• _Exercise brief_: Extract every line below that contains the word "ceiling", treating uppercase and lowercase letters as distinct.

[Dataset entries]
— Start —

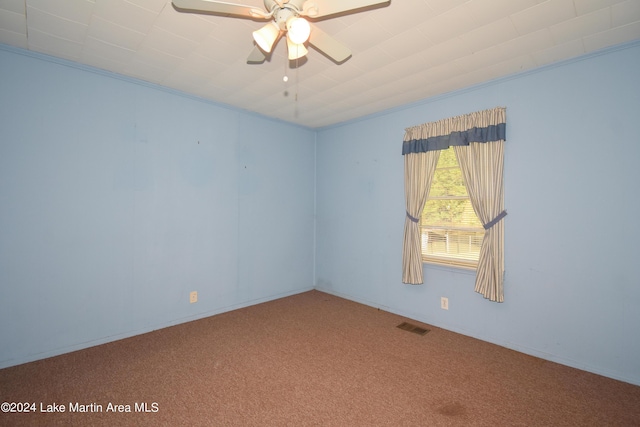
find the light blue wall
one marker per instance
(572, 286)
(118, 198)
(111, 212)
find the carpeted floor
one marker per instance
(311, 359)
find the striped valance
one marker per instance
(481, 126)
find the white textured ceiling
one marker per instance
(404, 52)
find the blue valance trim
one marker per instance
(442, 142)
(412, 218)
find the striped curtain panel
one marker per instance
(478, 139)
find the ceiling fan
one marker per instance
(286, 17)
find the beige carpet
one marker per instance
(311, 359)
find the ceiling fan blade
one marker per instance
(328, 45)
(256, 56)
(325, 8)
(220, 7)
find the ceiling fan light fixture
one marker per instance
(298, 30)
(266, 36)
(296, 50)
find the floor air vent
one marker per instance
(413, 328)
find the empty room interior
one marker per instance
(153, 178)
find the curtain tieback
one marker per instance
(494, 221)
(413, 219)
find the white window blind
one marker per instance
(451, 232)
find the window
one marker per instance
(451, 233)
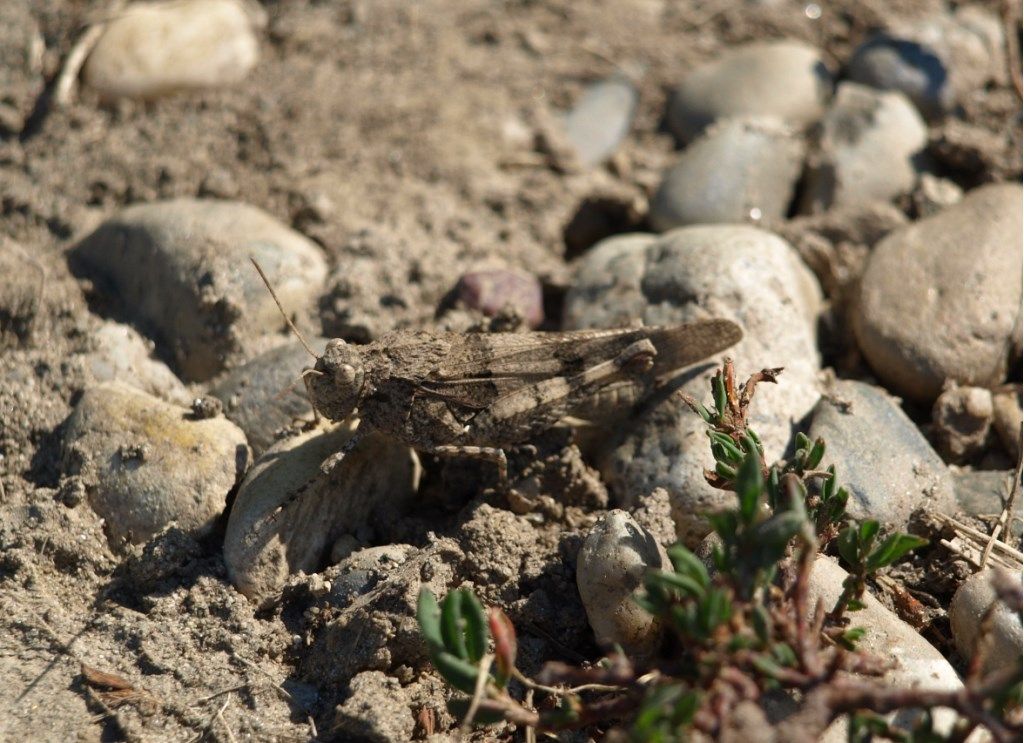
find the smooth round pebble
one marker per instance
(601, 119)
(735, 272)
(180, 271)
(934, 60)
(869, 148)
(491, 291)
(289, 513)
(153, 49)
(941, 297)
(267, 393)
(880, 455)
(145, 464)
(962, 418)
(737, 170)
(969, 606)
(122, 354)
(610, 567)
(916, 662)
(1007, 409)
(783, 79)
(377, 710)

— End —
— Start —

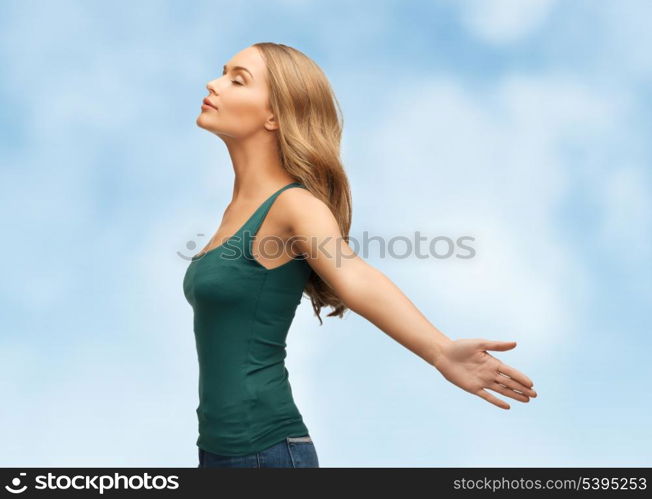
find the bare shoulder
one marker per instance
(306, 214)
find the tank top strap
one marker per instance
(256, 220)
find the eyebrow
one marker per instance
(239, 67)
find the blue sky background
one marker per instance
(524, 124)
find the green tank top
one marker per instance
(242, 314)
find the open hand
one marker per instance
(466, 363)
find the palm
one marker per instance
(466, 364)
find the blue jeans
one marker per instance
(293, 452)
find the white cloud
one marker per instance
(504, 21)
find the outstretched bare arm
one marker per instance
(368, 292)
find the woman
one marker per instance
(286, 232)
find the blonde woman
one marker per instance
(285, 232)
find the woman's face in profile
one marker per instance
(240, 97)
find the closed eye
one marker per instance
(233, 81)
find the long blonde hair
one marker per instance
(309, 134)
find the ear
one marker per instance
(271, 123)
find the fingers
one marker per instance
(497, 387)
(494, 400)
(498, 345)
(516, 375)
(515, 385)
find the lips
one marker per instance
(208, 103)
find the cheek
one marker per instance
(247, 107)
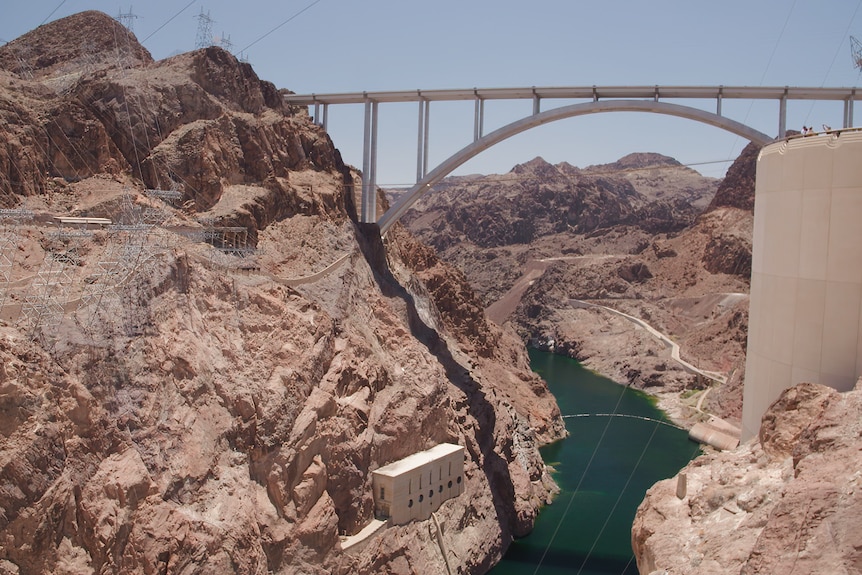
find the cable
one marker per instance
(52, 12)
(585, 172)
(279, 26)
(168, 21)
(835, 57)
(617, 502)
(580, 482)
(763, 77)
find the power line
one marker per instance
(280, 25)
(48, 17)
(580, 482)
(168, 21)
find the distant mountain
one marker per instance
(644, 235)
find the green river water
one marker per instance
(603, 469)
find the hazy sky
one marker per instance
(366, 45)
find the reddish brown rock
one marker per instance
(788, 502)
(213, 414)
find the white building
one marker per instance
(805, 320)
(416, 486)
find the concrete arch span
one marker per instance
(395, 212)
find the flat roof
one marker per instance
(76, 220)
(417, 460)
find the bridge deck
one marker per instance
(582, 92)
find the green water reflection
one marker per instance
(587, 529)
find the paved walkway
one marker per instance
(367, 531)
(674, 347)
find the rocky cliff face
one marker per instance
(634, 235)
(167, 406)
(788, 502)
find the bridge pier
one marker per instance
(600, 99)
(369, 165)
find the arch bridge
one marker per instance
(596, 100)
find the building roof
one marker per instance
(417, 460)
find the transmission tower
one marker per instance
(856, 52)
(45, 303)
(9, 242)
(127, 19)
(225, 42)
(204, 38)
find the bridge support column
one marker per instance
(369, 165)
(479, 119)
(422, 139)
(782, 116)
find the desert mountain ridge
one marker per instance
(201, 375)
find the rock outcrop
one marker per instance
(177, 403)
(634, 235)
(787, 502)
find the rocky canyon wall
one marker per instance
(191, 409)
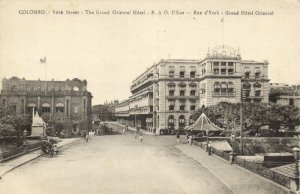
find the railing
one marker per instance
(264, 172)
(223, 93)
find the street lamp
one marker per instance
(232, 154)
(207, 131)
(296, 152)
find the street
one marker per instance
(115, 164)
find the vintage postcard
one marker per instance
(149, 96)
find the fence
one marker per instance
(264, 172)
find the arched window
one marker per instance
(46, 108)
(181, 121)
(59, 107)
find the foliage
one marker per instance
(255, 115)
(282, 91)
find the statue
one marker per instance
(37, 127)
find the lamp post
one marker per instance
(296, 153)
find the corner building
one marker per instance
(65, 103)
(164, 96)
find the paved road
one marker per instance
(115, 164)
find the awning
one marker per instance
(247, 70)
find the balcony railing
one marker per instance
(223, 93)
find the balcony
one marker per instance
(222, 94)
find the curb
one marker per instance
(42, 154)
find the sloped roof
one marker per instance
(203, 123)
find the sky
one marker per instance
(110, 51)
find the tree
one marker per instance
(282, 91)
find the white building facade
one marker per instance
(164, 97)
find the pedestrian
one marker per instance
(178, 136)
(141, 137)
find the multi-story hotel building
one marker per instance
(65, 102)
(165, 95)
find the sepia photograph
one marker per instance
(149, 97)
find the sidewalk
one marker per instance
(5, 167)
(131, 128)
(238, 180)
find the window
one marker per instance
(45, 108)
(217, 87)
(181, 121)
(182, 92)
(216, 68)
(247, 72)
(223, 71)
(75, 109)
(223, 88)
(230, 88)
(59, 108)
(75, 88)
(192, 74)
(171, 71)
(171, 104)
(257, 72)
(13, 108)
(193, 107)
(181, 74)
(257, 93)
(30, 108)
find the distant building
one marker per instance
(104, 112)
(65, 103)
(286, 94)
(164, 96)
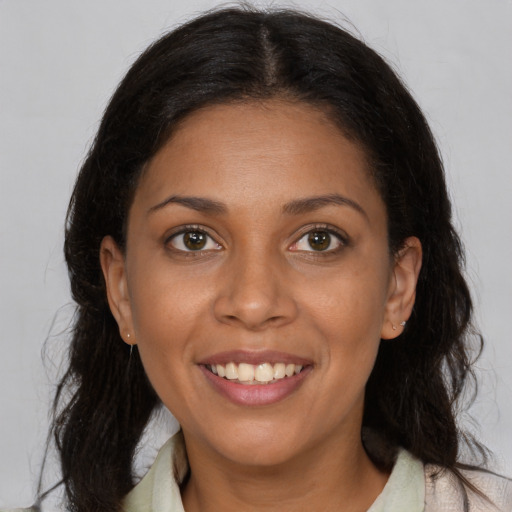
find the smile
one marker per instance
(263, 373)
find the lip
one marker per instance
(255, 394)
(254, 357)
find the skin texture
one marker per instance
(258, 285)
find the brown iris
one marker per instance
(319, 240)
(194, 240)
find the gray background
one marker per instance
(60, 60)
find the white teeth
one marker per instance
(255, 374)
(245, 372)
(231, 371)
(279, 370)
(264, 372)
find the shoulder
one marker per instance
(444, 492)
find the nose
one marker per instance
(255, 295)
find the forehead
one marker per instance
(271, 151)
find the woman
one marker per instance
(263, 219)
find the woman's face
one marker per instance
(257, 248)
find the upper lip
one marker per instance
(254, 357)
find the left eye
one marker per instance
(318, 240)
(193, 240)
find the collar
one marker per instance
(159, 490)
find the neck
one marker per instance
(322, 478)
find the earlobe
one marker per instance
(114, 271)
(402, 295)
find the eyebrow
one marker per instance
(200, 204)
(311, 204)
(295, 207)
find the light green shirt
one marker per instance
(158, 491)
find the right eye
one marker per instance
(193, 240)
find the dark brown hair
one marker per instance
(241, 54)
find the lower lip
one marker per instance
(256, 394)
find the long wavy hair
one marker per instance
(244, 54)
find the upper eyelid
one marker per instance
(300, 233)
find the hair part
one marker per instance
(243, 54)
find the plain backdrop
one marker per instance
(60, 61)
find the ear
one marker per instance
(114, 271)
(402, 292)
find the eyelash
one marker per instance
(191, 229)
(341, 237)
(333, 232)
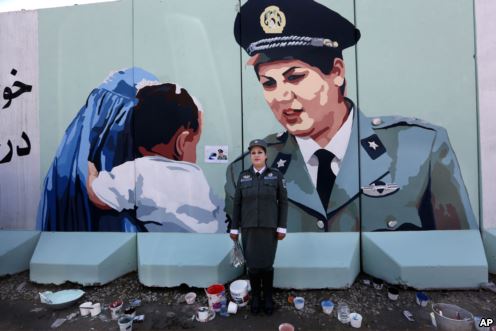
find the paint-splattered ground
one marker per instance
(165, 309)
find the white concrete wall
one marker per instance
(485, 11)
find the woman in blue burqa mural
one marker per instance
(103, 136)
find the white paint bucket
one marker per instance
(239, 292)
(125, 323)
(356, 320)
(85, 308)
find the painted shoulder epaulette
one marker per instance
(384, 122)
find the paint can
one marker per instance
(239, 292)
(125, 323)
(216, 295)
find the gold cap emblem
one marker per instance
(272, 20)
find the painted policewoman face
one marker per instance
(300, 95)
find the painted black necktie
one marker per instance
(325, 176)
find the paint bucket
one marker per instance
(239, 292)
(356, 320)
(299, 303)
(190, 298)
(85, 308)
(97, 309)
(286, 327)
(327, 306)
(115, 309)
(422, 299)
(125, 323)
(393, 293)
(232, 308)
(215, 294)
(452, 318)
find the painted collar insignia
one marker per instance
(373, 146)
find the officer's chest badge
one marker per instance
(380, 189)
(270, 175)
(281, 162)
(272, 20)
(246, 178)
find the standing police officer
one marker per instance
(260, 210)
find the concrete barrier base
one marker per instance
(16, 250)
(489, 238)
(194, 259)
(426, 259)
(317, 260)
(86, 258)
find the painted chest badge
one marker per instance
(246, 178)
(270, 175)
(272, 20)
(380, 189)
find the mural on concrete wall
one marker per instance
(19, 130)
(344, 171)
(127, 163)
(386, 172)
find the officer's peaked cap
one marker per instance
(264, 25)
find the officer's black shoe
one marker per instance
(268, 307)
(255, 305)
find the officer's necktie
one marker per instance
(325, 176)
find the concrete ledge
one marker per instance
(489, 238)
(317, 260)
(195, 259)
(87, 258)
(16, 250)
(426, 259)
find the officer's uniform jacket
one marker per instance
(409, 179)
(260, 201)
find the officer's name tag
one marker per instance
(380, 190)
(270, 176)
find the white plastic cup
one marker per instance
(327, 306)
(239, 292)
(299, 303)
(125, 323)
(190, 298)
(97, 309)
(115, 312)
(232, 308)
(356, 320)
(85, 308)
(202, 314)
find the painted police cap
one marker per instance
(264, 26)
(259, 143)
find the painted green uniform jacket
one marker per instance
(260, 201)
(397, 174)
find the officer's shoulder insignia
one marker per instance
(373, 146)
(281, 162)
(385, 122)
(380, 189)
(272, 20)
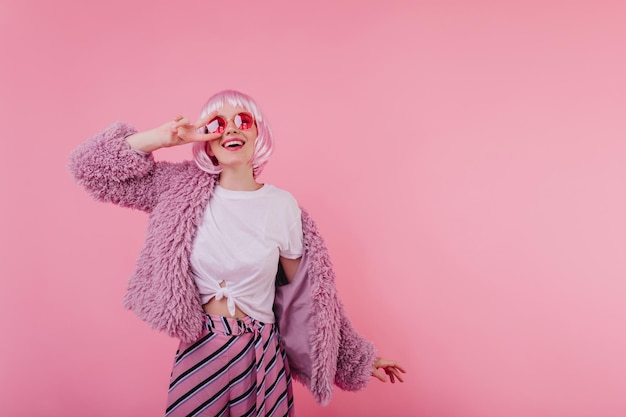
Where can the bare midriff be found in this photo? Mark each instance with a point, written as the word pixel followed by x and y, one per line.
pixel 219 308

— End —

• _Complete output_:
find the white textured ceiling
find the ceiling fan
find the ceiling fan blade
find the ceiling fan light fixture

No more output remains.